EXERCISE BRIEF: Copy out each line featuring the string "wooden" from the entries beneath.

■ ■ ■ ■ ■ ■ ■

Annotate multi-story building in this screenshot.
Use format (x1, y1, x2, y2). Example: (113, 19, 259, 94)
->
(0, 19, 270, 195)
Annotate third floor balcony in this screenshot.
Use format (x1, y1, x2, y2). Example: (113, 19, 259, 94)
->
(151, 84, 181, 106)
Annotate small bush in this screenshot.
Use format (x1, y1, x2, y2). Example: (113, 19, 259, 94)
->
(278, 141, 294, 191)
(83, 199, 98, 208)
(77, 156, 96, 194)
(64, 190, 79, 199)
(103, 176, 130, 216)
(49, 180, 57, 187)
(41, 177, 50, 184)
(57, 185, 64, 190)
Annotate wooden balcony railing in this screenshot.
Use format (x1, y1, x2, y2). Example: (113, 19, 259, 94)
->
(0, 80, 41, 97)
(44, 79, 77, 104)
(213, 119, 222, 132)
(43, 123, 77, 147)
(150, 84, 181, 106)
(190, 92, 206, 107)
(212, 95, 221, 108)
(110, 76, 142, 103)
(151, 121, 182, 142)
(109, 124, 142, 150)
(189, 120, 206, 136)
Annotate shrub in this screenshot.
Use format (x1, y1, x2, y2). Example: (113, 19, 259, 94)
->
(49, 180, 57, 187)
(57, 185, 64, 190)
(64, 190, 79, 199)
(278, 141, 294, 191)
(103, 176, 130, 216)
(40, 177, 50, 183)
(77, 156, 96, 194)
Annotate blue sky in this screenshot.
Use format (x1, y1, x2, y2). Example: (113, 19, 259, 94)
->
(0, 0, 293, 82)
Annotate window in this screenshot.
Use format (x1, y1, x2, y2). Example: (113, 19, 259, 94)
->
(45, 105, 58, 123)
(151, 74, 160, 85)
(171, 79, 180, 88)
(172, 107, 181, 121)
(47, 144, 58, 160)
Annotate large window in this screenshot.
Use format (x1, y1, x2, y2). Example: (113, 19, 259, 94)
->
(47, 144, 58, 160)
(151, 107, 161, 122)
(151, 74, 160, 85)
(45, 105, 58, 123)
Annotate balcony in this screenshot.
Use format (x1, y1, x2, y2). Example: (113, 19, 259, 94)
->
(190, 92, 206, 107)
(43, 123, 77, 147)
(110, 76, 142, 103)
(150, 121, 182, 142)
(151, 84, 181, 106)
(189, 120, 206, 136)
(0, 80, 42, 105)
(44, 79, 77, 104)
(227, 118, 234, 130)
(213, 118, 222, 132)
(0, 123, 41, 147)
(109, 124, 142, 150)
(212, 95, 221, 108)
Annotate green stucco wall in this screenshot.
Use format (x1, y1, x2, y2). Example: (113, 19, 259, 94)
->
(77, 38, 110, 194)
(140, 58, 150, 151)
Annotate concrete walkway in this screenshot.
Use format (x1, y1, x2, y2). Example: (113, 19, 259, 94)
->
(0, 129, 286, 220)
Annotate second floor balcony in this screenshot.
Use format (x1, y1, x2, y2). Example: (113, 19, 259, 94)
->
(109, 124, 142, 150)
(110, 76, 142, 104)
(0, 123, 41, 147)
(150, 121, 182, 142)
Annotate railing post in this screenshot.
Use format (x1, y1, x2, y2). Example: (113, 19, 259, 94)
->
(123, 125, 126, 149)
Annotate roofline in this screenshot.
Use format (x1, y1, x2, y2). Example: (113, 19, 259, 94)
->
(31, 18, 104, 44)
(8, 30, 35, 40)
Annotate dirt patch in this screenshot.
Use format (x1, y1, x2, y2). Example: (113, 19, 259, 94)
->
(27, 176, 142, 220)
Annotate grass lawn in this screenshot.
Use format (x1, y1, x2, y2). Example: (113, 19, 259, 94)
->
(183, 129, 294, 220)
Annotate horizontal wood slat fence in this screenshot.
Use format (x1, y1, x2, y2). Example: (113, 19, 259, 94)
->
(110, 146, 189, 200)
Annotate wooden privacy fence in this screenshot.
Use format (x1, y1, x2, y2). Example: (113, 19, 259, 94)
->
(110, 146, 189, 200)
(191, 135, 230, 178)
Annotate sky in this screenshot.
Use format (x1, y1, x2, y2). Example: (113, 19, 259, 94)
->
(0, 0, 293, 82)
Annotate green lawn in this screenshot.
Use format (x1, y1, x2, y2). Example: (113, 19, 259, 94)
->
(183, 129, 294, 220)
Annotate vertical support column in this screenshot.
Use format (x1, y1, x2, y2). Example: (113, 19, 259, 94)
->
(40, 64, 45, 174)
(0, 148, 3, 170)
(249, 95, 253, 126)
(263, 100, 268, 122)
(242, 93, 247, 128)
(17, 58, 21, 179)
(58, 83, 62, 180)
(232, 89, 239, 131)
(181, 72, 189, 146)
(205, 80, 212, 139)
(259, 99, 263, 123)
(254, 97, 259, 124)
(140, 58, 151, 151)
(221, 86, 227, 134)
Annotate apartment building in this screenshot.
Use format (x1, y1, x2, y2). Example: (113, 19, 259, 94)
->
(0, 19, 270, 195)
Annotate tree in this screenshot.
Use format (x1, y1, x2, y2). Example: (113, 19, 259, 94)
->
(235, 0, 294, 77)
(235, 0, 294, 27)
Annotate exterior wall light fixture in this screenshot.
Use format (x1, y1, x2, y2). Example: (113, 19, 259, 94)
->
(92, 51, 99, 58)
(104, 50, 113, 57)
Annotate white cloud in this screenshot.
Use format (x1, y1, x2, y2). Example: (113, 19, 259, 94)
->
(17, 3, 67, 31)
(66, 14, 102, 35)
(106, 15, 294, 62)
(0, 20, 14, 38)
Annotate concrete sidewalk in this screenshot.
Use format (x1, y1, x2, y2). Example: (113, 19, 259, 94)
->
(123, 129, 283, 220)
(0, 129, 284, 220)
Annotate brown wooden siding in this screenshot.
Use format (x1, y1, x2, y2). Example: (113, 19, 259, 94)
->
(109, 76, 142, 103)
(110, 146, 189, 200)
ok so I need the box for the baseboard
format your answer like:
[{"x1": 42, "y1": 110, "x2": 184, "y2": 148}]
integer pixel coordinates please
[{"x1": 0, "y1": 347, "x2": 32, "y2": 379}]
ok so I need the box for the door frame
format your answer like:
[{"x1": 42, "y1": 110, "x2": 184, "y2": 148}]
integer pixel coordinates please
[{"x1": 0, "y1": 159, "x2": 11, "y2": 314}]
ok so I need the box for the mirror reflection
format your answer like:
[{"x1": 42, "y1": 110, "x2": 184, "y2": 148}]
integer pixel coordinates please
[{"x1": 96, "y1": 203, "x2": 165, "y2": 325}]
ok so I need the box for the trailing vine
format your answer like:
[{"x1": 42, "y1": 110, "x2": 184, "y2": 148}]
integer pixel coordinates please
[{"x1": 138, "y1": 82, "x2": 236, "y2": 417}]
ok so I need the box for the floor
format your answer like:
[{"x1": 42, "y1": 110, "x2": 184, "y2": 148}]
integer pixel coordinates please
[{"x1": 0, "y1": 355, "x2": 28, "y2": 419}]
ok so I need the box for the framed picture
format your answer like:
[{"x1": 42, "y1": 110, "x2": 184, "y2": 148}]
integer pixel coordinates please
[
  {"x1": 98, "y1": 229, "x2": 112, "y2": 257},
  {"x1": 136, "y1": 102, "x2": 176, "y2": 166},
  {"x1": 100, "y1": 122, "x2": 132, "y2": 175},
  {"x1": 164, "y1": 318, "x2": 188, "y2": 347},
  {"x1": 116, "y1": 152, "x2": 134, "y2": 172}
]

■ ■ ■ ■ ■ ■ ■

SOLUTION TO THE PROBLEM:
Annotate wooden balcony railing in this screenshot.
Annotate wooden privacy fence in this screenshot.
Annotate brown wooden siding in this screenshot.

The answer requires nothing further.